:: Text to read ::
When I read a book within the genre of investment books by very successful practitioners sharing the secrets to their achievements, I always figure that if I take away one or two really new and good ideas from such exercise, then the book was worth reading in order to add those precious kernels to my depository of investment knowledge. Because I will always color-highlight such good ideas for future reference, I subsequently can judge where a book falls on the continuum that runs from hugely worthwhile at one end to complete dud at the other end by how much color is inside.

Several dozen highlighted passages are sprinkled throughout my copy of The Most Important Thing: Uncommon Sense for the Thoughtful Investor, by Howard Marks. Typically, these highlighted texts are just a few words or lines each. That, to me, is a good indicator of a truly great investment book. The fact that Marks, who is co-chairman and co-founder of Oaktree Capital Management, has produced a rather slender volume of 180 not-dense pages, only makes it all the better. I keep The Most Important Thing on a shelf at home that I walk by several times a day, and it is not uncommon for me to pick it up, flip through and skim a few pages, slide it back onto the shelf, and then continue on my way while thinking about how I can use that advice in my investment that day.

:: Task prompt ::
Pick up the passage on highlighting investment books and continue it from its last sentence. The entries have no connection to the text on investment books.

:: Stored rows ::
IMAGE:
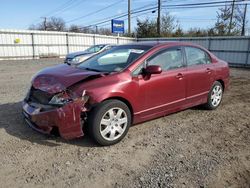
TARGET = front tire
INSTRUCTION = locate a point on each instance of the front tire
(109, 122)
(214, 96)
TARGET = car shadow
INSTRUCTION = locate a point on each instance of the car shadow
(12, 121)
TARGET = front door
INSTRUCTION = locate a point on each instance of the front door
(166, 91)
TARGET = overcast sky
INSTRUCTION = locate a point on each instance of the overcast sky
(20, 14)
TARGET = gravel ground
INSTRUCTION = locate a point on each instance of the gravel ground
(192, 148)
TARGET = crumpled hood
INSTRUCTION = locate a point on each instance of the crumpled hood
(74, 54)
(58, 78)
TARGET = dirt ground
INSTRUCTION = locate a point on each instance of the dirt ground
(192, 148)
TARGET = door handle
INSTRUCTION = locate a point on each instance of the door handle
(179, 76)
(208, 70)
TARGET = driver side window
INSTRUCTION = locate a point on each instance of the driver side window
(168, 59)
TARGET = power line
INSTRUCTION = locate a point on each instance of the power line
(94, 12)
(190, 6)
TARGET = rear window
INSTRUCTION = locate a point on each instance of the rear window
(196, 56)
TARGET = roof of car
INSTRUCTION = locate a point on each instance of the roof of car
(159, 43)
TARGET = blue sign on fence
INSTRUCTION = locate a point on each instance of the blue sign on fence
(117, 26)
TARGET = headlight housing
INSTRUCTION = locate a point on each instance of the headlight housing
(79, 59)
(60, 99)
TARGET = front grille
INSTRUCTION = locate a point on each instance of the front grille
(39, 96)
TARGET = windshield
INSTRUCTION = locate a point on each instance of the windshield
(95, 48)
(115, 59)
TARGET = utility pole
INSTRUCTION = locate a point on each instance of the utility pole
(231, 18)
(244, 22)
(129, 17)
(45, 23)
(159, 18)
(96, 29)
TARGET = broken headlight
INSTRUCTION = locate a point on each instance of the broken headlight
(60, 99)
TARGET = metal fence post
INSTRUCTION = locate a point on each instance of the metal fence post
(117, 40)
(248, 50)
(33, 46)
(209, 43)
(94, 39)
(67, 42)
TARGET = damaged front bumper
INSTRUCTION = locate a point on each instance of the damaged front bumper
(67, 119)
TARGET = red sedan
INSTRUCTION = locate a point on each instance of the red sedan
(126, 85)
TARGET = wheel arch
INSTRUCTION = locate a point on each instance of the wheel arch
(222, 83)
(124, 101)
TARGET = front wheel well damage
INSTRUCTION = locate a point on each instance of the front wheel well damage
(124, 101)
(222, 83)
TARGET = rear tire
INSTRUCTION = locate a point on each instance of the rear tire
(109, 122)
(214, 96)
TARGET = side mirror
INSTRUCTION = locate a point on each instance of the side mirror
(152, 69)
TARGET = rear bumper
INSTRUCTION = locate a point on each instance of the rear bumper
(67, 119)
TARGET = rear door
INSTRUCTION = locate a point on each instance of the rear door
(199, 74)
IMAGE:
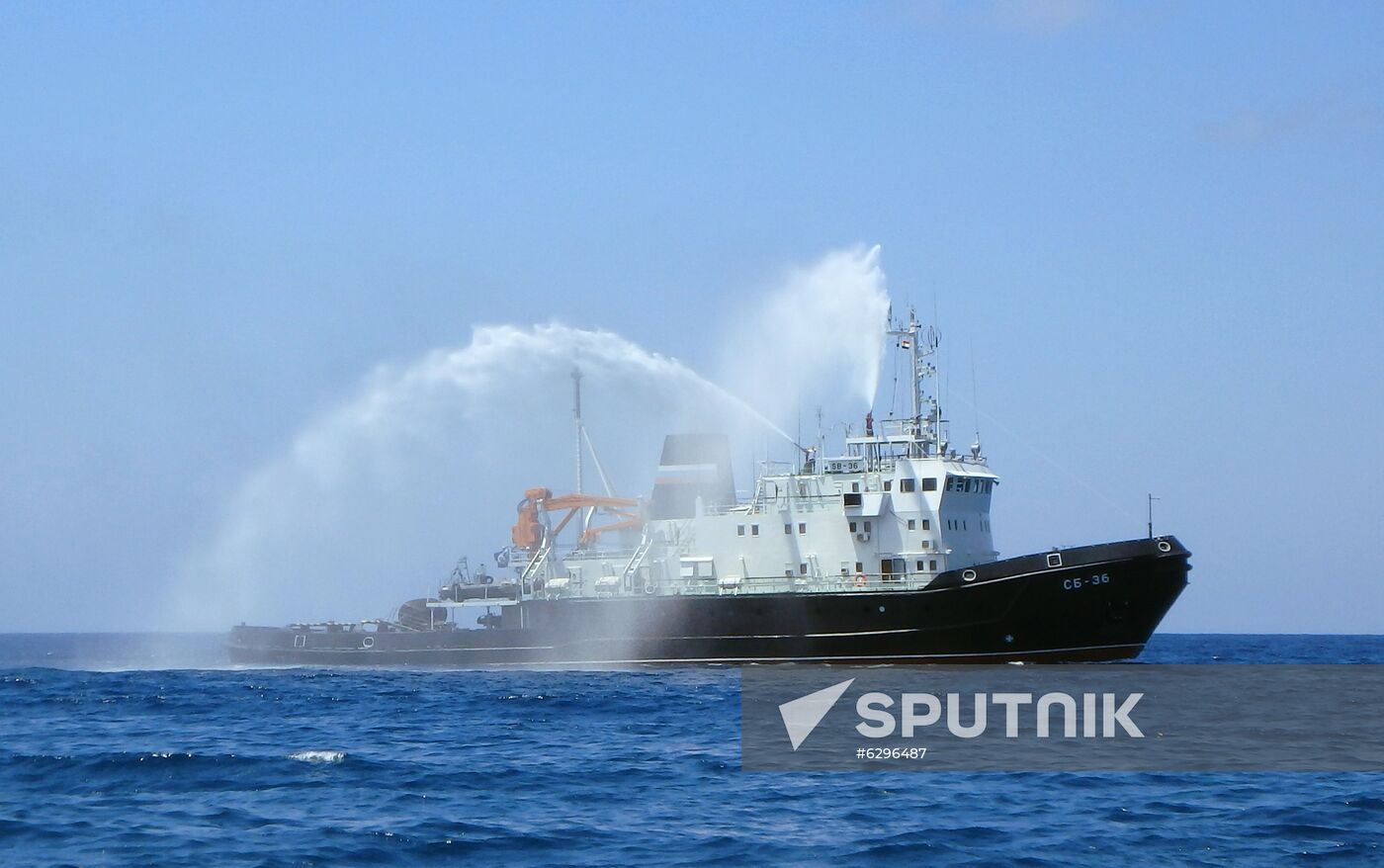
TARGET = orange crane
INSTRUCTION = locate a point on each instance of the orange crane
(528, 531)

:: Result of this task ::
An emphasis on risk

Marks’ investment philosophy does not fall into a neat category, like “value” or “growth.” In contrast to most investment authors, who chiefly aim to convince their readers that they have the best ideas for how to achieve the greatest share price gains, Marks puts his greatest emphasis on risk. Indeed, he devotes three chapters in this book solely to understanding, recognizing, and controlling risk.

“Investing consists of exactly one thing: dealing with the future,” Marks writes. “And because none of us can know the future with certainty, risk is inescapable. Thus, dealing with risk is an essential – and I think the essential – element in investing.”

He goes on to point out three reasons why assessing risk is so important: 1) because risk “is a bad thing,” so it is smart to avoid or mitigate risk; 2) because, in deciding upon an investment, potential returns must be weighed against risks to be taken on, and so one obviously needs to understand both; and 3) because the success or failure of an investment can only be judged subsequently according to the risk undertaken. A fool can get lucky one time while taking a big risk, and a genius can run into bad luck despite taking all prudent precautions, but the fool is still a fool and the genius is still a genius.

Published in 2011, The Most Important Thing obviously is not a new book. Not surprisingly, then, Marks’ ideas are not new either. I believe these views are timeless, however, and I’ll give a few examples.

Contrarianism and second-level thinking

To outperform other investors, he explains, one needs to have contrarian opinions that are supported by what he terms “second-level thinking.” A consensus (i.e., non-contrarian) investor looks at what everybody else is buying and invests in the same. Maybe it’s a good company, but if millions are pouring billions into its stock, then that stock is almost surely overpriced relative to its value. A contrarian with second-level thinking, might find that the stock is overpriced and sell it instead.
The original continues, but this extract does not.